EXCERPTED RECORDS:
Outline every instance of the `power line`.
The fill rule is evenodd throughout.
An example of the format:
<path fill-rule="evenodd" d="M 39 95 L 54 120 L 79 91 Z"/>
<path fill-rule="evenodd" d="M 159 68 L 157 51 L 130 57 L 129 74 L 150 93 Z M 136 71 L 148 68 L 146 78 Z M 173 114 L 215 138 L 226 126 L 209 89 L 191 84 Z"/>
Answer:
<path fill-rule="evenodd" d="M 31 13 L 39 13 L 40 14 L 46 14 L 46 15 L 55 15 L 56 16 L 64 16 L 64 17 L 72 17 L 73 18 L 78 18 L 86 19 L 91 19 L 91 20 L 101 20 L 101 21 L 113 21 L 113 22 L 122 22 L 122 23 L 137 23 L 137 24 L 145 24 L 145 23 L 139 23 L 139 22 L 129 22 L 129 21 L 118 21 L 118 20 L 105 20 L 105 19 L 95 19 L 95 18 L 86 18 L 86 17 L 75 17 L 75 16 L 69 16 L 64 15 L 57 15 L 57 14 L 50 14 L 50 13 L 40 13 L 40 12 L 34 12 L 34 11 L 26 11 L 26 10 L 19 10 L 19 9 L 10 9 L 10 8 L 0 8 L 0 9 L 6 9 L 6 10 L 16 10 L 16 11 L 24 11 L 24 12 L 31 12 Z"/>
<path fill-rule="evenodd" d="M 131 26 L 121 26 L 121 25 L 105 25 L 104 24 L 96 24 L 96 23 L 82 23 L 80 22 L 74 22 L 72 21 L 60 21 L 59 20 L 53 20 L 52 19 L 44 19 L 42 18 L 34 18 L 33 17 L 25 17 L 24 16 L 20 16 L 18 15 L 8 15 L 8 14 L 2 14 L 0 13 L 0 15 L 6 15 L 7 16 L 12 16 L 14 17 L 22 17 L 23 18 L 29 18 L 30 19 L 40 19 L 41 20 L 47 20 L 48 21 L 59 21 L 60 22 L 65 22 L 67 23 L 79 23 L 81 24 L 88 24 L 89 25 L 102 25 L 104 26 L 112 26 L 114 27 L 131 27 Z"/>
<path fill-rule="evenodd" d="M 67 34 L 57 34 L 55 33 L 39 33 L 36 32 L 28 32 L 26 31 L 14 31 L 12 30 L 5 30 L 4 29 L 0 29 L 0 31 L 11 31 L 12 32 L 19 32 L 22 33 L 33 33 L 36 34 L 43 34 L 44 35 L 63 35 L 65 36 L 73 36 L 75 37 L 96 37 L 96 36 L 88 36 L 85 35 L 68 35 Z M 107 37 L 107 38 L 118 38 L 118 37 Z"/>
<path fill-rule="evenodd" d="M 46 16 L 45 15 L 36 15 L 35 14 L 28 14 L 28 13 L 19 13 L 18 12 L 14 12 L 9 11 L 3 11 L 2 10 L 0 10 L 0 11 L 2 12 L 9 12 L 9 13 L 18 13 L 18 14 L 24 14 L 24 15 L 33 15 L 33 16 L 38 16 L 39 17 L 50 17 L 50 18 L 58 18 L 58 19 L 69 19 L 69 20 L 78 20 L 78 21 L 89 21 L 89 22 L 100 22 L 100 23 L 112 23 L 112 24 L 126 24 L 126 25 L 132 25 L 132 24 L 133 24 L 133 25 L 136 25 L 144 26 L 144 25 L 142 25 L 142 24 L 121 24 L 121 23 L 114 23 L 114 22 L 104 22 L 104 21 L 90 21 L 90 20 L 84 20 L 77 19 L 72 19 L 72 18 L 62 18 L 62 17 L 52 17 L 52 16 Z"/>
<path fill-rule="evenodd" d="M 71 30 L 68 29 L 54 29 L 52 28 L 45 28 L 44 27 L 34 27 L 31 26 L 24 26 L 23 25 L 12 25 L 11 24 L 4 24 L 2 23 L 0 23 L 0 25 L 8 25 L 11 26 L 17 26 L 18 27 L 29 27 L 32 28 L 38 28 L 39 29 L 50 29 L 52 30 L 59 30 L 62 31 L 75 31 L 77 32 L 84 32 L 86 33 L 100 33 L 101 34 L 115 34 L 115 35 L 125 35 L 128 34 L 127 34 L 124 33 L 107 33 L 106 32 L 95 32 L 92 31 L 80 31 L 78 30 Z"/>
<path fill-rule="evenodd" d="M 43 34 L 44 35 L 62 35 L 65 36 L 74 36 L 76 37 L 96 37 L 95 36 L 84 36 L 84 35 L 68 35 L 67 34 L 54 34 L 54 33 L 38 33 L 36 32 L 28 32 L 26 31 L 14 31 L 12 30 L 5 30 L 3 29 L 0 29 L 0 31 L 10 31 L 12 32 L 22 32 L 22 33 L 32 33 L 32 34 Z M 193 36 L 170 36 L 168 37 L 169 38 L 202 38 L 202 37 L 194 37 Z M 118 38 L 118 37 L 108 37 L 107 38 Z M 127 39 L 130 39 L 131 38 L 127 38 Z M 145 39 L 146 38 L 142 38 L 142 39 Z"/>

WHAT TO DO: Please recast the stretch of the records from their start through the line containing "91 20 L 101" as a numbered list, leaving out any blank lines.

RESULT OF THE TASK:
1. Outline every instance of the `power line`.
2. The fill rule is evenodd throughout.
3. An example of the format:
4. <path fill-rule="evenodd" d="M 39 95 L 54 120 L 79 91 Z"/>
5. <path fill-rule="evenodd" d="M 159 68 L 157 51 L 130 57 L 129 74 L 150 93 Z M 136 71 L 148 68 L 146 78 Z M 173 114 L 215 138 L 226 126 L 209 89 L 191 84 Z"/>
6. Answer:
7. <path fill-rule="evenodd" d="M 31 13 L 39 13 L 40 14 L 46 14 L 46 15 L 55 15 L 56 16 L 64 16 L 64 17 L 72 17 L 73 18 L 78 18 L 86 19 L 91 19 L 91 20 L 101 20 L 101 21 L 113 21 L 113 22 L 122 22 L 122 23 L 137 23 L 137 24 L 145 24 L 145 23 L 139 23 L 139 22 L 129 22 L 129 21 L 118 21 L 118 20 L 105 20 L 105 19 L 95 19 L 95 18 L 86 18 L 86 17 L 75 17 L 75 16 L 69 16 L 64 15 L 57 15 L 57 14 L 50 14 L 50 13 L 40 13 L 40 12 L 34 12 L 34 11 L 26 11 L 26 10 L 19 10 L 19 9 L 10 9 L 10 8 L 0 8 L 0 9 L 6 9 L 6 10 L 16 10 L 16 11 L 24 11 L 24 12 L 31 12 Z"/>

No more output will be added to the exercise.